DATASET ->
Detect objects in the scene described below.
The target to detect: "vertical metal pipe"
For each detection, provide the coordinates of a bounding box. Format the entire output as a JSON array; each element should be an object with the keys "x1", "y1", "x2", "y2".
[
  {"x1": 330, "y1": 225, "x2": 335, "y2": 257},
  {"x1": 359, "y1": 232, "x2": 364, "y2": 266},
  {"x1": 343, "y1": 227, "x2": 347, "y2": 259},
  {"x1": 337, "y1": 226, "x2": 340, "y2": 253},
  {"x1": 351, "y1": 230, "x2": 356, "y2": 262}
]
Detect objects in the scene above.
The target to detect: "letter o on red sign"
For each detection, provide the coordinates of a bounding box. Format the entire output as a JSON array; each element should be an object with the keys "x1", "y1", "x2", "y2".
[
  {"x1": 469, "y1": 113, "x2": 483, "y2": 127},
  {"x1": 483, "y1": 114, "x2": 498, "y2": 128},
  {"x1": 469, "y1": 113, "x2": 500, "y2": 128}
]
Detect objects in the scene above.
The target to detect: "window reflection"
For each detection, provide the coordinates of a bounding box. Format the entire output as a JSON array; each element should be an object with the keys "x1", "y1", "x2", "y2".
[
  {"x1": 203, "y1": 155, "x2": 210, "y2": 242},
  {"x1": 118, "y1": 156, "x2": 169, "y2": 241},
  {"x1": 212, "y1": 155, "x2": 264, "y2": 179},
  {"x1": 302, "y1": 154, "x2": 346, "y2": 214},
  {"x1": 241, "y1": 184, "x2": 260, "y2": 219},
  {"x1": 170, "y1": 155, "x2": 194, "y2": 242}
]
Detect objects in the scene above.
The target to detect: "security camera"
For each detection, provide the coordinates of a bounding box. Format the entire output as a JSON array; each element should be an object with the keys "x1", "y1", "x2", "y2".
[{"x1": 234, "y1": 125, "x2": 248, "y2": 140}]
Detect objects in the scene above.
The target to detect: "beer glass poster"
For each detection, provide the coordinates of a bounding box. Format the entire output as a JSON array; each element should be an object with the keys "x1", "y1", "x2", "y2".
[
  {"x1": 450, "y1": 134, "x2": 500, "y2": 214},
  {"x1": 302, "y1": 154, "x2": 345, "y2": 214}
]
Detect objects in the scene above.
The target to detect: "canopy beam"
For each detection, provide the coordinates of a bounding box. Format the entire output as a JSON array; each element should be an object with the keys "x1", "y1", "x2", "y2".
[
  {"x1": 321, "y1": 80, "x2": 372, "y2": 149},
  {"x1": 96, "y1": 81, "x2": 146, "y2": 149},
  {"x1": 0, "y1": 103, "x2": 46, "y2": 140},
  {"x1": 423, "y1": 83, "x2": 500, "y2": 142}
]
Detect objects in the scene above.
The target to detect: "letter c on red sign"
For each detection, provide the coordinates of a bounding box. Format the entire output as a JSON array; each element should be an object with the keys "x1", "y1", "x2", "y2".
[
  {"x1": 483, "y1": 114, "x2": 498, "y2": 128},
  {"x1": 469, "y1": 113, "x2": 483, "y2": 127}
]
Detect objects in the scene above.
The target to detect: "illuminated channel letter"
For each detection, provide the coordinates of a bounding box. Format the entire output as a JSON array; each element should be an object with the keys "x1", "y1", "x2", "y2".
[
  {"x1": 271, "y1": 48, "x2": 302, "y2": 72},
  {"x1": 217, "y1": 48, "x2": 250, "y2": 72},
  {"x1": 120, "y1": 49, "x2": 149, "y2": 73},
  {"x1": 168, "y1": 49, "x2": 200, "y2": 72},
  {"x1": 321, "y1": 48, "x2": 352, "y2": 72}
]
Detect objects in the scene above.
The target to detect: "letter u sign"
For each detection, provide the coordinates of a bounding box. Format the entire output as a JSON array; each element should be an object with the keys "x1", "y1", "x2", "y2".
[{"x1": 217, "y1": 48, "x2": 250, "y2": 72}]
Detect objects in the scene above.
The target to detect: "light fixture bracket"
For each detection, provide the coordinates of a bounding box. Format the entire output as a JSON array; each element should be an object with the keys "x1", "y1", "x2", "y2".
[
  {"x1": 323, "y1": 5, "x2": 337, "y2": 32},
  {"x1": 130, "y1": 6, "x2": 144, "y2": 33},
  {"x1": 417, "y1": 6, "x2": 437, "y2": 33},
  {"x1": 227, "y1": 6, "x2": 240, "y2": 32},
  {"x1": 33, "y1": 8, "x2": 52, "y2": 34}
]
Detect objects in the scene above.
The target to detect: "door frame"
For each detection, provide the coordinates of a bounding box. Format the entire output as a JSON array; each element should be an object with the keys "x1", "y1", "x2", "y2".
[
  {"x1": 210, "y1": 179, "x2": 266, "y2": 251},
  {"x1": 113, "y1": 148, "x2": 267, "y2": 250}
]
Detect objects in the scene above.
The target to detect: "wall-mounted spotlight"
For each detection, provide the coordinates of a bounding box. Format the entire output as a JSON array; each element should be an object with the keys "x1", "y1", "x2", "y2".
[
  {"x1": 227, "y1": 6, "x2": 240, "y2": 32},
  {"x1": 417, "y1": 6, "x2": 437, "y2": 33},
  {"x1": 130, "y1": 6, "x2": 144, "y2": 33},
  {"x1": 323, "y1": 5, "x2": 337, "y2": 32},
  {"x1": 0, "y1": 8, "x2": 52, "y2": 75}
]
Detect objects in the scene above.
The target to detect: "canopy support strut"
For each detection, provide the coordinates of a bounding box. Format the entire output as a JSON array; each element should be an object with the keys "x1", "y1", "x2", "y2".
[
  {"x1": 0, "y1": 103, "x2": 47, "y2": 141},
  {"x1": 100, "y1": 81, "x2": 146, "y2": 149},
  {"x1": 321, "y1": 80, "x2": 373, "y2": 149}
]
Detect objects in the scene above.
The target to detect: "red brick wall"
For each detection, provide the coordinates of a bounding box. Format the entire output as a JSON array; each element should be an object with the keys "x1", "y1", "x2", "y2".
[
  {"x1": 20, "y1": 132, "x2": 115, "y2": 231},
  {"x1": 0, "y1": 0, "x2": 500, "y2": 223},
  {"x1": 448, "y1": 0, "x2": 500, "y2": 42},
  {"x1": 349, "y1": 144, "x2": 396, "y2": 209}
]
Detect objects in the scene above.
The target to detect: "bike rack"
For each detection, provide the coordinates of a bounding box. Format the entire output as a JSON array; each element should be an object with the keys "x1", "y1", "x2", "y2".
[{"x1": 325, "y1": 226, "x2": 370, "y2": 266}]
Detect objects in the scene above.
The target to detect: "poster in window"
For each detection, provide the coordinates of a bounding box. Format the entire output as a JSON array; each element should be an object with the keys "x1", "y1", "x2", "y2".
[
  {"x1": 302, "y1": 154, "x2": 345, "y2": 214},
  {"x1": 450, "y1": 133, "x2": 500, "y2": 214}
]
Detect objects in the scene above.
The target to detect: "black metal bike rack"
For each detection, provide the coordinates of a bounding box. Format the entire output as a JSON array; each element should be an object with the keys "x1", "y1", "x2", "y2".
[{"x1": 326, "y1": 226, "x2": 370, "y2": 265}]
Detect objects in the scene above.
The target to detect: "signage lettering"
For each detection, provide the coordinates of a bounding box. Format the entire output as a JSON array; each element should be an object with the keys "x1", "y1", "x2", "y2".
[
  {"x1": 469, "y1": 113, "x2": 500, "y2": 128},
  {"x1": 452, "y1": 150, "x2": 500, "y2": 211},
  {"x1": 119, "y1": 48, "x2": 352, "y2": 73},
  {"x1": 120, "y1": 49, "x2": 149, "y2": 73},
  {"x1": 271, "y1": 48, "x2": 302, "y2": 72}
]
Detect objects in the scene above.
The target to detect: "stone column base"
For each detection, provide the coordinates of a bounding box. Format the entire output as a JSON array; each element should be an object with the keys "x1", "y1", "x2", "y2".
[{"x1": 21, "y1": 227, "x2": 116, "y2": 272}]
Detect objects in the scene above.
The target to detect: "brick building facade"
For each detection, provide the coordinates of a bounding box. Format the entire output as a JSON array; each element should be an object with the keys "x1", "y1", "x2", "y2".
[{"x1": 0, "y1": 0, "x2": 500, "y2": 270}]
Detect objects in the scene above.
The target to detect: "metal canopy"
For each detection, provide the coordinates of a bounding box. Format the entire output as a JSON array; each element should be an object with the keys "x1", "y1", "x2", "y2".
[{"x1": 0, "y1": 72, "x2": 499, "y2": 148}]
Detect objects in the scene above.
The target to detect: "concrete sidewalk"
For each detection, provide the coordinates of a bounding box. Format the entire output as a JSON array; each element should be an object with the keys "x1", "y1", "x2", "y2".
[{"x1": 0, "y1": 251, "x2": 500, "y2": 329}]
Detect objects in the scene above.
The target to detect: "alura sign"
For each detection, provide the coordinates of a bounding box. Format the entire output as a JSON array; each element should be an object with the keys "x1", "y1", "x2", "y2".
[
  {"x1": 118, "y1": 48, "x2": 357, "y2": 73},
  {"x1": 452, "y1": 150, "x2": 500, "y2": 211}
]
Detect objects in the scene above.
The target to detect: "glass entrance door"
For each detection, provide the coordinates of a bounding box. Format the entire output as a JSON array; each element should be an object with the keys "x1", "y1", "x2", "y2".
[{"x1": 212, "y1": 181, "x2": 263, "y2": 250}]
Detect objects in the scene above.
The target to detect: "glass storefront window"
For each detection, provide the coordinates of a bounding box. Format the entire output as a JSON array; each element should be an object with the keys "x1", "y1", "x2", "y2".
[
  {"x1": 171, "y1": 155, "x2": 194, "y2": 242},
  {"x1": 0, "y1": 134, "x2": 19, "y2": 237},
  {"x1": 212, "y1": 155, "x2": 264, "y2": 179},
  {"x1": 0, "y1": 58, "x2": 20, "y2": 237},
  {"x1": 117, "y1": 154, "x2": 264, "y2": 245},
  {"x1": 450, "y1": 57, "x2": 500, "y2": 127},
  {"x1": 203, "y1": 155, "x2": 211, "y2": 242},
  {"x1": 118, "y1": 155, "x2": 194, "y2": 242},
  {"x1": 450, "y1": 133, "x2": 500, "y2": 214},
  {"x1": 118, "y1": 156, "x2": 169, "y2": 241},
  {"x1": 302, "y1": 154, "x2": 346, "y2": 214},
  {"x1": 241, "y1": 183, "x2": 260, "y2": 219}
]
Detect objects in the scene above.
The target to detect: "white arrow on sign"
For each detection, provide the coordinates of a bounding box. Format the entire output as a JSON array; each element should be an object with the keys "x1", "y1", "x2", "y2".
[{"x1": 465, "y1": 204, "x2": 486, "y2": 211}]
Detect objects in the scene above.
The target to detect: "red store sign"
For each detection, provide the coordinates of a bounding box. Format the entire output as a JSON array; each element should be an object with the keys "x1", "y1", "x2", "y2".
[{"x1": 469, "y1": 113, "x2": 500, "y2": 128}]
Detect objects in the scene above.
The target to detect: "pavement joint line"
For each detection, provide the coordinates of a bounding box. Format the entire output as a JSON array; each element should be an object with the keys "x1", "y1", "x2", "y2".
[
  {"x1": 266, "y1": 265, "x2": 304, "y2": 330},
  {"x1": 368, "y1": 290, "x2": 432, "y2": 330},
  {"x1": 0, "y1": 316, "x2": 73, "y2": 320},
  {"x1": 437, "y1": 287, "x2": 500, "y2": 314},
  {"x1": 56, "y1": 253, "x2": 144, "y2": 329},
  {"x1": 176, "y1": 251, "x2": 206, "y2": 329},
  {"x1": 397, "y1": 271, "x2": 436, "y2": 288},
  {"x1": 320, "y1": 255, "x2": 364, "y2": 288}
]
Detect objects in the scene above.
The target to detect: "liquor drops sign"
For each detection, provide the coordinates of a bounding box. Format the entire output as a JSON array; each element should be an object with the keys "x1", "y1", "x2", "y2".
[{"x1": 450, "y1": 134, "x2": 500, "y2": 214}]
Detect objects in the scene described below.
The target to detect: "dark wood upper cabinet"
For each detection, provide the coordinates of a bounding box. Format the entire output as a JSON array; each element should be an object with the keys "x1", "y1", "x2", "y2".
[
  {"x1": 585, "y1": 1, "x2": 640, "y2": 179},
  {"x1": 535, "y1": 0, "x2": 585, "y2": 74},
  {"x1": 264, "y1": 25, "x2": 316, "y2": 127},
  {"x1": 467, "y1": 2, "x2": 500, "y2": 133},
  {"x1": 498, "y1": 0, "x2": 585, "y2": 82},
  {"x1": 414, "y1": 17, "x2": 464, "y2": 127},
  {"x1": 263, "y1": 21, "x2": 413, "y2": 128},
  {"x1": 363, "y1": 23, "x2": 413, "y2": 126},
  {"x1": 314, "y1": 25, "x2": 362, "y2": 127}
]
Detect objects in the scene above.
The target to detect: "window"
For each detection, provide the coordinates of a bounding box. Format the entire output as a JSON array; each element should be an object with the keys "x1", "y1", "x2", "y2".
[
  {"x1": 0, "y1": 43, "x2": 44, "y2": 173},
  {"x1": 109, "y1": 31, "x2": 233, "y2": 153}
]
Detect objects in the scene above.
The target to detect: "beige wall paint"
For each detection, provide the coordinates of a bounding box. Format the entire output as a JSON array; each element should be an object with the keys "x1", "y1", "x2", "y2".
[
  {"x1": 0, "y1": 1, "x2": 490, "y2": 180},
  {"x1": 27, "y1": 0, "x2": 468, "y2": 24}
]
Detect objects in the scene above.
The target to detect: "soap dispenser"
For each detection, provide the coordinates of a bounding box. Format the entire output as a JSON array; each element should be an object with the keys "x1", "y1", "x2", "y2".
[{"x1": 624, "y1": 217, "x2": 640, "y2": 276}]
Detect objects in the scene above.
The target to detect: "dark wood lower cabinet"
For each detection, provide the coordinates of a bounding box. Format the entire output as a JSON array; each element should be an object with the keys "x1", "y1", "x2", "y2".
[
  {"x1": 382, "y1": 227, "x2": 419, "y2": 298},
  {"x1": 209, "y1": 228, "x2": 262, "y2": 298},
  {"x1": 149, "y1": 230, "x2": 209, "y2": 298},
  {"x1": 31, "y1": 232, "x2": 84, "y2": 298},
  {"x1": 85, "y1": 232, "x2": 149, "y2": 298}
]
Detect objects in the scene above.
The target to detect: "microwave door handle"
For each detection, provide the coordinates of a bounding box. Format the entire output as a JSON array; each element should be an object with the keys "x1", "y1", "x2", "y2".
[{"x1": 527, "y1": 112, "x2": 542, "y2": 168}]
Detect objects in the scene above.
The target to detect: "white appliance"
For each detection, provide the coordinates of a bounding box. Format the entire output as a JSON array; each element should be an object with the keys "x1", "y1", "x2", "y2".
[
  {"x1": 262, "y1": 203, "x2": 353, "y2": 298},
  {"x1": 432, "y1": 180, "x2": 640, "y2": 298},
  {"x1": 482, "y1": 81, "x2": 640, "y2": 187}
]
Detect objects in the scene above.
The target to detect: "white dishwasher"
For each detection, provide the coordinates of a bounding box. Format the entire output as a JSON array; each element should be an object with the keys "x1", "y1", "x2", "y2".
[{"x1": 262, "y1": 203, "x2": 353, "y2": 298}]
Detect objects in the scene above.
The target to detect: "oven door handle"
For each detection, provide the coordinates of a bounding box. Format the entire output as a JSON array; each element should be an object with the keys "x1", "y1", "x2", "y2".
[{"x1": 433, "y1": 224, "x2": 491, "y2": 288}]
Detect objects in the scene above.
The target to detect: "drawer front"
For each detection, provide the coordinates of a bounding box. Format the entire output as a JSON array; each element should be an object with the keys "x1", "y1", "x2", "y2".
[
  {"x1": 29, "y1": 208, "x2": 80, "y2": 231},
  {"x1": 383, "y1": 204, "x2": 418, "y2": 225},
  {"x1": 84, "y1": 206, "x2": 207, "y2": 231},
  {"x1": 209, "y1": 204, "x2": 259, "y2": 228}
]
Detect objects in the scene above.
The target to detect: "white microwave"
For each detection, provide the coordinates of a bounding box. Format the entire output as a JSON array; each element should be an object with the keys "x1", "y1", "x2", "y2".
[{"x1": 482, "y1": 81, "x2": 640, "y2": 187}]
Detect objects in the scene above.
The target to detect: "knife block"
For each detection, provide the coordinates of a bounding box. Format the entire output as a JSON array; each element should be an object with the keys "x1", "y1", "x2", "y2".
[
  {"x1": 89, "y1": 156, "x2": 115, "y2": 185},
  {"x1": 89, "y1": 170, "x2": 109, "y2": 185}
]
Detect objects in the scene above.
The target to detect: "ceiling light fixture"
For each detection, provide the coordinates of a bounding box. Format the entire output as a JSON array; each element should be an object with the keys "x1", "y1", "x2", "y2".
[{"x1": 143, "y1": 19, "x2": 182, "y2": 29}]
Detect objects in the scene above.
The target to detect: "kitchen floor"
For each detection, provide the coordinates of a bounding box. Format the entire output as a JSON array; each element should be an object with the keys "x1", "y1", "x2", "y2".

TO BE DONE ->
How many lines in the listing contain the string "bike"? Matching is case-sensitive. Reply with the number only.

SOLUTION FOR THIS EXERCISE ->
2